## About this exercise
Continue the article on how schools shifted to virtual learning during the COVID-19 pandemic, picking up after its final sentence and not the entries that follow it.

## Excerpted passage
________________________
How education pivoted in a pandemic

As we approach the almost year mark of the start of the COVID-19 pandemic in the United States, schools quickly had to transition to virtual learning. These transitions in education happened quickly and with very little preparedness to what students and teachers were about to embark on. 

Classrooms during the pandemic

Over the past year, a lot has changed, including how we attend school, with most classes being virtual, which has become the new normal for students. At the beginning of the semester, Stevenson University announced that it would be allowing some classes to happen in person with social distancing in the classroom. The protocols entailed a limited number of people in the room, both teachers and students wearing mask and alternating dismissal times to keep from large groups gathering during class changes. 

With some classes moving back to in-person learning, both teachers and students have had to follow proper guidelines. For example, Business Communication professor Dr. Leeanne Bell McManus, who has moved back into the classroom to teach, said with a smile, “It feels good to be back in the classroom—it really does—and it’s also a little sense of normalcy in these tough times.”
________________________
## Dataset content
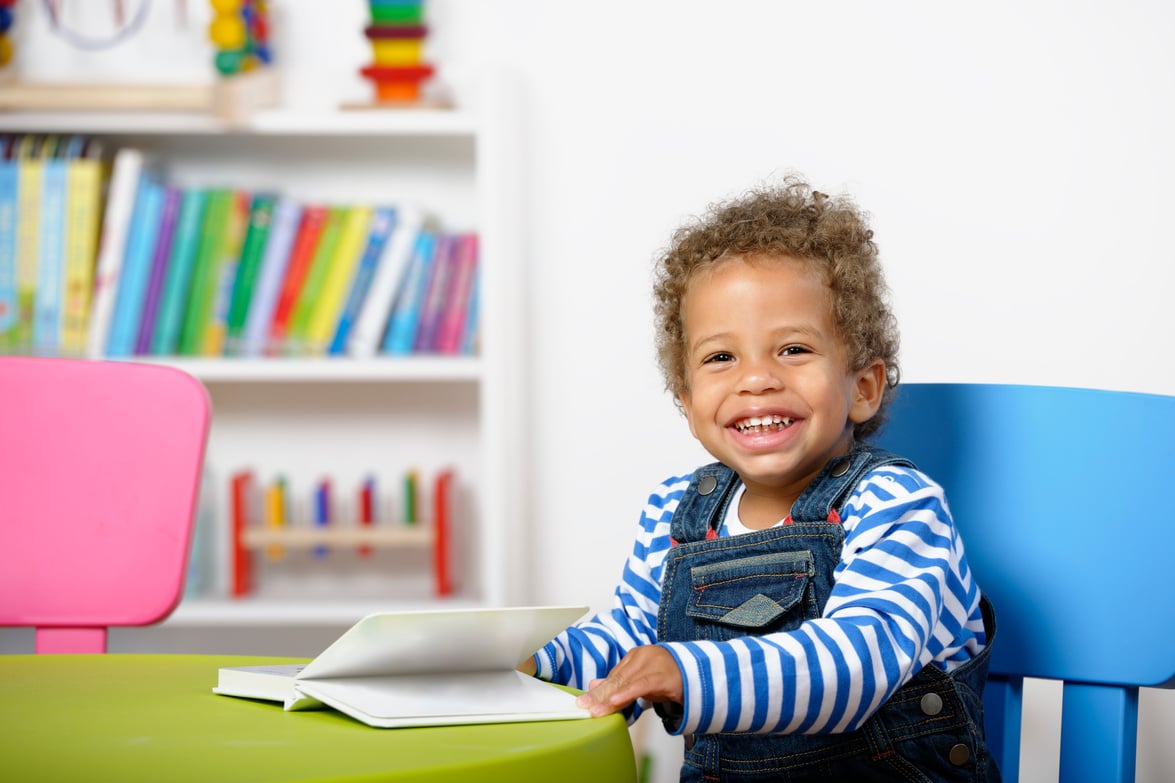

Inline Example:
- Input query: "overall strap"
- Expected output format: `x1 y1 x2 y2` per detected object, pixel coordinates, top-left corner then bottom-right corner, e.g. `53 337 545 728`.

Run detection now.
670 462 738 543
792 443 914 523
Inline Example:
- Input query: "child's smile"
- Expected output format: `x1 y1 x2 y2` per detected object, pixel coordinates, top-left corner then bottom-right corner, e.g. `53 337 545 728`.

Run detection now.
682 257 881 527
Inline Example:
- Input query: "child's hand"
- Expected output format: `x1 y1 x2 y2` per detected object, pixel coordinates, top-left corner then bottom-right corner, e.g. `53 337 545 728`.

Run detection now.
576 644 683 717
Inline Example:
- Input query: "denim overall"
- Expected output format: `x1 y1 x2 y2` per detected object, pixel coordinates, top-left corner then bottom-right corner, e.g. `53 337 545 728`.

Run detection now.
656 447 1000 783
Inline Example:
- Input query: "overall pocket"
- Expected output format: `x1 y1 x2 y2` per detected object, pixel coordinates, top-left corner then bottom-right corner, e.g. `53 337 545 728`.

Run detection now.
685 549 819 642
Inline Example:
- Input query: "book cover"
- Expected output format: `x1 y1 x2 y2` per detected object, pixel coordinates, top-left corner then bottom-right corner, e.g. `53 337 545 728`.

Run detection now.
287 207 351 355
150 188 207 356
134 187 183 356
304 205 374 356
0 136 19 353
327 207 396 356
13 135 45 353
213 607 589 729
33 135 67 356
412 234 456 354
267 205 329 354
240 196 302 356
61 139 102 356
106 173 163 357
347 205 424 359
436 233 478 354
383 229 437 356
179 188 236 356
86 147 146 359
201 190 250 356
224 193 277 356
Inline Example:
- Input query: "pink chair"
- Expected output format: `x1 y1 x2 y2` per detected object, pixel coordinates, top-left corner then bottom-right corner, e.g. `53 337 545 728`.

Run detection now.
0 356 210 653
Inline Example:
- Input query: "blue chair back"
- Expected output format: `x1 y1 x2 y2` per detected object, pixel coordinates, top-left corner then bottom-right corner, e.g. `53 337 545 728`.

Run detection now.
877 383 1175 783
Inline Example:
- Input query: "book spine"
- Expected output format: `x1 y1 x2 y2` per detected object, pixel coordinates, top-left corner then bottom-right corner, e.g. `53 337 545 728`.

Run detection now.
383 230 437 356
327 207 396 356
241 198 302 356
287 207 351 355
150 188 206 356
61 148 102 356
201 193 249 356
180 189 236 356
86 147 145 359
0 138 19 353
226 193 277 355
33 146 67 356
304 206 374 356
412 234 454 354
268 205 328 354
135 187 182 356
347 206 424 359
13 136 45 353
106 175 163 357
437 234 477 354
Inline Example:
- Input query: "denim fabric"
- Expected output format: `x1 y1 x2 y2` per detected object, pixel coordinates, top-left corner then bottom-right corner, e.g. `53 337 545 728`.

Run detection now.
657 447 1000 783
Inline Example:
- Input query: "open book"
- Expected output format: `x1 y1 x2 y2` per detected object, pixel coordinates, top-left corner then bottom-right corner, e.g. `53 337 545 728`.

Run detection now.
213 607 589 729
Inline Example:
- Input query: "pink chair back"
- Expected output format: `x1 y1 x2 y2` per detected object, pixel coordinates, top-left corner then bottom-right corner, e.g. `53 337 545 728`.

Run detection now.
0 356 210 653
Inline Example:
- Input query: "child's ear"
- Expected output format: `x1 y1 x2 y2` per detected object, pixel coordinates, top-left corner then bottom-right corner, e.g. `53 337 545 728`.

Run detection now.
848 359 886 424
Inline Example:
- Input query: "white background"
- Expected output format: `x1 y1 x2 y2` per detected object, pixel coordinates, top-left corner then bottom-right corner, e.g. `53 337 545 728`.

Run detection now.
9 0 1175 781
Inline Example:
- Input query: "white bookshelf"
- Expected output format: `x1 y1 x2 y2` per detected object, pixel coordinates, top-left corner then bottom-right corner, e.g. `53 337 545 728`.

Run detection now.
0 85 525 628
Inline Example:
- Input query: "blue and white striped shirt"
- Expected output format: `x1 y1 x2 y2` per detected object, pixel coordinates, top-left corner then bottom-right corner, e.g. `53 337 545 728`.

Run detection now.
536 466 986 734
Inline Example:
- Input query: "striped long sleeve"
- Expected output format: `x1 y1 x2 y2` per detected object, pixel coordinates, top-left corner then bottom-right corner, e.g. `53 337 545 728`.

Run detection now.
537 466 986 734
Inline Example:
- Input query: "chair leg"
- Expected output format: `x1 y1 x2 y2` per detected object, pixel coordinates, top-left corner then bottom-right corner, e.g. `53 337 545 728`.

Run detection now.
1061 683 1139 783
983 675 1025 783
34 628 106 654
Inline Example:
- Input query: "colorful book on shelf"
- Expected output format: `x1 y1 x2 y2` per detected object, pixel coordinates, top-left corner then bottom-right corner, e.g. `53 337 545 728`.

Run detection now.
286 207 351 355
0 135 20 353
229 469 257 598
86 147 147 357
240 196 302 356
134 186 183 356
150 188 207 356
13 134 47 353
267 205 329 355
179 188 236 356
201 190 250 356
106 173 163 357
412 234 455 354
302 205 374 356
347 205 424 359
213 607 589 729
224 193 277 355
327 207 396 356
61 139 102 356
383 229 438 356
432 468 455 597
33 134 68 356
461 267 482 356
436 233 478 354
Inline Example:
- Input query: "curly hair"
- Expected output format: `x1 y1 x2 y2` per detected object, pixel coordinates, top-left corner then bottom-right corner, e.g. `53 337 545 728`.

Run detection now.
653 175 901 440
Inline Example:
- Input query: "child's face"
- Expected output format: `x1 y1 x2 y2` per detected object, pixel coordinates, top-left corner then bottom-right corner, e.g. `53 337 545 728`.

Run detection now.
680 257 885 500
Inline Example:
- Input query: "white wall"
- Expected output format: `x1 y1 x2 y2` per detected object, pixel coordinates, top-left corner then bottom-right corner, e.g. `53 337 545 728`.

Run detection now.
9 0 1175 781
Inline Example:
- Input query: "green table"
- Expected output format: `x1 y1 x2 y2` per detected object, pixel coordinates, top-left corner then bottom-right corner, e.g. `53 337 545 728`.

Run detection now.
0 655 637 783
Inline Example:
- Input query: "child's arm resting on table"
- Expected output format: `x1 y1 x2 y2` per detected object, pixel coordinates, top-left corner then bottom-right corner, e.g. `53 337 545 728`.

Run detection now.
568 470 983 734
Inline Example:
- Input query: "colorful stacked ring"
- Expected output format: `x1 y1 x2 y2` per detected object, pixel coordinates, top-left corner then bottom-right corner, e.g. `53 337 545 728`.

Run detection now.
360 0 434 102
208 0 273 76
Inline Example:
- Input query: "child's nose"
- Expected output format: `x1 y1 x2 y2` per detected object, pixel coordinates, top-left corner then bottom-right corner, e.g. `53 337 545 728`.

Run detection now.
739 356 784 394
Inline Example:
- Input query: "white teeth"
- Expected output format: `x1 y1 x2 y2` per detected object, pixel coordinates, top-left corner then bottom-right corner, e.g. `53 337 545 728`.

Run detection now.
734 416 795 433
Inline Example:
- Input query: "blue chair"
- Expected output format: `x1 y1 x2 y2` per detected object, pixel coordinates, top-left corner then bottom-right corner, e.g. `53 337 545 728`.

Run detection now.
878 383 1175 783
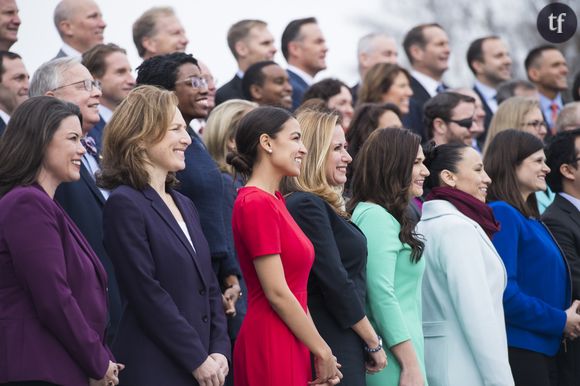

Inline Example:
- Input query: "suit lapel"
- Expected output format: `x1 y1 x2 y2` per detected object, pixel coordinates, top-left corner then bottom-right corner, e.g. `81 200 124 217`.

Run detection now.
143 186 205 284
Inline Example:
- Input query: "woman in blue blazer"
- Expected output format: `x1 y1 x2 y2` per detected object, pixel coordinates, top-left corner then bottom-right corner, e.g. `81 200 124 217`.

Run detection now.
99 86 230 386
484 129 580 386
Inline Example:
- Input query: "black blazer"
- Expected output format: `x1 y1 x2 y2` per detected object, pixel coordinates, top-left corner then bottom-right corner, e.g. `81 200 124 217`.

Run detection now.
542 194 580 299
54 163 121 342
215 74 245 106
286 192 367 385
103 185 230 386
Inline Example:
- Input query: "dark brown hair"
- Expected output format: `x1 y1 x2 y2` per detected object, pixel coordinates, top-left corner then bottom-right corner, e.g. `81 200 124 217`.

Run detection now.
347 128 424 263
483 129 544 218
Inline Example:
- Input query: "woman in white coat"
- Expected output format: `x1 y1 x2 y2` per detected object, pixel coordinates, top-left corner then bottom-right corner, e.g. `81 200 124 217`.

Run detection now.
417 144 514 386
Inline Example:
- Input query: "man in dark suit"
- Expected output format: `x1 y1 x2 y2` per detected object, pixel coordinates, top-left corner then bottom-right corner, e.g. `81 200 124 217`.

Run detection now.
________________________
## Answer space
 While professors have appreciated the normalcy of being back in class, some students have also had to adjust to the new way of attending class. Students who have attended class virtually had mixed responses. Ryan Coleman, a junior Business Communication major, said, “At first, it was not an easy transition when we went virtual, but thanks to the help of the professors, I have been able to adapt to the new normal.”  

As online learning has become the best way to educate during a pandemic, there are some who think this will affect us negatively, such as less conversation and interaction, more isolation and loneliness. However, there have been noticeable positives such as improved and more frequent communication with others, peers, or family. Bell also said that “she believes that it has helped improve presentation skills in students.”

Stevenson hopes things can start to return to normal next year as the new vaccines look to be very promising. Stevenson also believes, at this writing, that students will return to the classrooms at the start of the 2021-2022 school year.